* [Given passage]
----
When I’m not mogulizing - and if it’s not a word it should be - I’m talking about it.

“Mogulizing” is the notion of both “becoming as well as being a mogul as in ‘media mogul.’” Currently, I’m on the “becoming” side, which is just like the “being” side but with C-O-M jammed in the middle. I’m not sure if this has a secret meaning that would-be moguls are meant to decipher on our way to total “moguldom,” the enlightened state of the mogul at which point one is ready to instruct others in the art of mogulizing.

Admittedly, I’ve done this prematurely on a few occasions. When speaking to an English class at San Francisco’s Balboa High School a few years back, I was asked where I attended journalism school and admitted that I hadn’t, but that “I’ve seen ‘Fletch’ a few dozen times.” Since the flick was off their cultural radar by about 15 years, I was compelled to explain its plot and related trivia (did you know Chevy Chase beat Mick Jagger for the title role?). Suffice it to say, I was not invited back. At the Willamette Writers Conference a couple of years back, I presented an ingenious little talk titled “From the Byline to the Brand Name,” which permitted me no less than an hour and a half to discuss my own tribulations going from zero to 35 whilst making a living stringing words together in a manner that suggests meaning.

During the Q&A, however, lightheaded from gazing at my own navel so long, I suggested that aspiring writers might be better served actually writing rather than attending conferences.
----
* [Source data]
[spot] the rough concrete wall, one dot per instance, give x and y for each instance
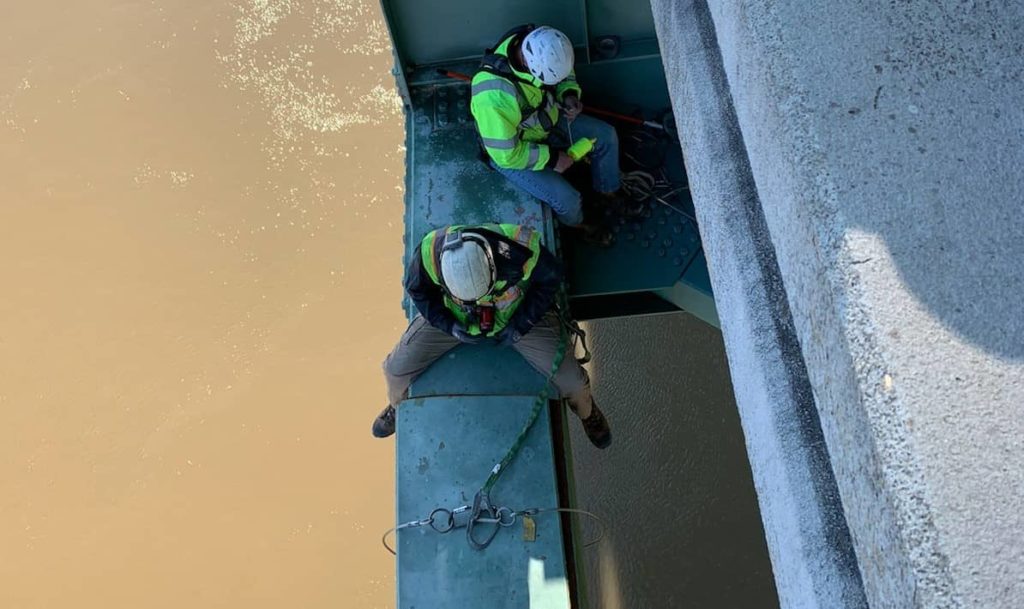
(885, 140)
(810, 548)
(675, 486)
----
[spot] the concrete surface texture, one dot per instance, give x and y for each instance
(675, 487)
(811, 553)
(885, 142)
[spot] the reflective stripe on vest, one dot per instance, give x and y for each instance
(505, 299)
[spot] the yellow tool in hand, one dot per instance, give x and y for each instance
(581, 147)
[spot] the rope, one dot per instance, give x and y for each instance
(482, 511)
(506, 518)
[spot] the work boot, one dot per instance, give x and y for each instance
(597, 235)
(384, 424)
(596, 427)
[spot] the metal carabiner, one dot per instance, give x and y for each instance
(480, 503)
----
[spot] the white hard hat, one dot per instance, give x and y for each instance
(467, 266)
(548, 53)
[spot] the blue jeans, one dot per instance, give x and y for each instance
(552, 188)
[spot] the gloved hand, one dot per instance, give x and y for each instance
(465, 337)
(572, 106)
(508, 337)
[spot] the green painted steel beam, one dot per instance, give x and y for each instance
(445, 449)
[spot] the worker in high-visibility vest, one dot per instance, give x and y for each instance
----
* [Using the information]
(1) Do these statements agree with the mogulizing text? For each, answer yes or no and quote the deciding words.
(a) The author went to journalism school.
(b) The author's talk at the Willamette Writers Conference was titled "From the Byline to the Brand Name."
(c) The author was invited back to speak at Balboa High School.
(2) Answer these questions from the mogulizing text:
(a) Which school's English class did the author speak to?
(b) Whom did Chevy Chase beat for the title role in "Fletch"?
(c) How much time did the Willamette talk permit the author?
(3) Set down the part of the mogulizing text between "During the Q&A, however, lightheaded" and "than attending conferences.", inclusive.

* [Per-task answers]
(1)
(a) No: "admitted that I hadn’t"
(b) Yes: "I presented an ingenious little talk titled “From the Byline to the Brand Name,”"
(c) No: "Suffice it to say, I was not invited back."

(2)
(a) San Francisco’s Balboa High School
(b) Mick Jagger
(c) No less than an hour and a half

(3)
During the Q&A, however, lightheaded from gazing at my own navel so long, I suggested that aspiring writers might be better served actually writing rather than attending conferences.